** begin **

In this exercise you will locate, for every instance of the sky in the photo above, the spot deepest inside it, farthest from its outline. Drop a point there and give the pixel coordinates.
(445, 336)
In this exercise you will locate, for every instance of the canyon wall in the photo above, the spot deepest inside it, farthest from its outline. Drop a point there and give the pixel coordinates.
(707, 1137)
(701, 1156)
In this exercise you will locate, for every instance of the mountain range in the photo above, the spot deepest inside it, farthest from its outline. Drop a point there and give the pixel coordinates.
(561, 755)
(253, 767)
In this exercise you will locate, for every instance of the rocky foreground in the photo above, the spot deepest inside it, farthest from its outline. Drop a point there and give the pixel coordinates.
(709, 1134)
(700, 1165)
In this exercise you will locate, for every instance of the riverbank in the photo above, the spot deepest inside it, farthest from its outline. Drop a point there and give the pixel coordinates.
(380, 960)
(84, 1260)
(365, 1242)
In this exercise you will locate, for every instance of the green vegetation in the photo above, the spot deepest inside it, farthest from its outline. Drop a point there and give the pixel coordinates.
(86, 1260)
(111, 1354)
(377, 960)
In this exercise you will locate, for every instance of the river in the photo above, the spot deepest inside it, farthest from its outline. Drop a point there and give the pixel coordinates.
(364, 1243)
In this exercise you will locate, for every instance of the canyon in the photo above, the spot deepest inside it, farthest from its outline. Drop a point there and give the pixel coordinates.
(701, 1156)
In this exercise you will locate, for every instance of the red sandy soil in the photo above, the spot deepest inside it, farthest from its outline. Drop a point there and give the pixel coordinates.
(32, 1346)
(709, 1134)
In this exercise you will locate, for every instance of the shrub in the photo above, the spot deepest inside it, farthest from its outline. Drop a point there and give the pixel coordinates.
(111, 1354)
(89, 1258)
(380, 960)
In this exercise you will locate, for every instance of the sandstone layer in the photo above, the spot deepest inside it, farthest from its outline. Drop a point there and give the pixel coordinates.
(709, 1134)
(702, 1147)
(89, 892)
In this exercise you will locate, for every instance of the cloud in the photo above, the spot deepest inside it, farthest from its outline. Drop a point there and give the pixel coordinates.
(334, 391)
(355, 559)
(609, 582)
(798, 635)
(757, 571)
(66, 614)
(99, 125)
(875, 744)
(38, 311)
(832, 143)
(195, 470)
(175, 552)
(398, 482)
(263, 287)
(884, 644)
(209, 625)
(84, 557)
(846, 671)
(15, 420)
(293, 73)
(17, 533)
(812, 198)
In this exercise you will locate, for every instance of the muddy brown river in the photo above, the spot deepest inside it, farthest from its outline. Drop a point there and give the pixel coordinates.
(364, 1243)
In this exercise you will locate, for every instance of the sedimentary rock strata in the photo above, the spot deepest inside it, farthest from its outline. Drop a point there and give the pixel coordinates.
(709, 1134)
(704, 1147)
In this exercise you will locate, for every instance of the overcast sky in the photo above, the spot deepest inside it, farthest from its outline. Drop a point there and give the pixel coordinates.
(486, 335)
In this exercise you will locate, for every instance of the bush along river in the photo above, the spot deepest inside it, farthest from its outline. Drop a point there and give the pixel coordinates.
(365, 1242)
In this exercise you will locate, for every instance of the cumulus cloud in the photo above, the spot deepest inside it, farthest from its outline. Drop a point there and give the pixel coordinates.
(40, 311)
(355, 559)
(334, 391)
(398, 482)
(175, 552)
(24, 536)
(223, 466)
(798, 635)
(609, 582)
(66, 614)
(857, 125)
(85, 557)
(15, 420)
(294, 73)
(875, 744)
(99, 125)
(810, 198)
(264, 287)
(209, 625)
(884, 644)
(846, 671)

** end **

Rescale the part of the data that opens with the line containing "of the shrub" and runs through the end of the data, giving only those lines and reproducing each of them unchanged except for the answer coordinates. Multiply every coordinate in the answers by 1.55 and round it to a whole number, rounding halves up.

THE RESPONSE >>
In this exercise you will locate, for every instance of the shrub in the photo above, the spot deepest inside it, farthest from its outline. Drop a point there and give the pixel coordinates.
(172, 2099)
(138, 1950)
(589, 1488)
In this exercise you will locate, for every instance of the sandstone layer in the photo above, the spot deepest inside it, farthest from its outline. Drop a point there and give the pixel coordinates.
(1099, 1758)
(1088, 1778)
(138, 1383)
In this exercise you will locate, for every instance of the cloud in the photo above, the spot deepest inside it, farthest from its outline. Drop a point there and give the pixel coordinates.
(518, 606)
(550, 866)
(944, 902)
(1237, 984)
(1173, 885)
(102, 952)
(153, 194)
(1356, 1153)
(59, 482)
(1290, 222)
(302, 729)
(271, 856)
(617, 747)
(408, 445)
(1370, 998)
(324, 969)
(130, 863)
(1311, 1040)
(23, 651)
(454, 113)
(26, 826)
(1259, 307)
In this exercise you will locate, for every instance of the muddy brown river in the photo above, the spot deepest inside it, farthest from its outline. Drop a point there and give the pixel coordinates.
(564, 1927)
In this exercise you will locate, for every instance of the sedimentary rock strata in the photo above, the spot deepest inside it, farthest from its outline. Drop a point there and give the pixel coordinates.
(1099, 1758)
(1091, 1778)
In this exercise you will locate, for every instance of the overcast sky in the photo above, the spot deepest inside it, farthest from its outline. Drop a point there and give the pixel coordinates.
(753, 519)
In this exercise you will locate, for every instance of the bush along river in the photo above, the spot deepest inside it, farthest from its outline. Drop a point there and give the pixel coordinates.
(566, 1925)
In this exercise you will locate, for every instance of the cumulus cloud in the photo above, the spot deepest inside it, farthest from its outline. Drop a point there and give the pixel coordinates.
(62, 482)
(550, 866)
(518, 606)
(617, 747)
(271, 856)
(37, 831)
(346, 722)
(1237, 984)
(944, 902)
(102, 952)
(1328, 194)
(132, 863)
(23, 651)
(456, 113)
(1356, 1153)
(153, 194)
(1256, 307)
(409, 445)
(324, 969)
(1370, 998)
(1311, 1040)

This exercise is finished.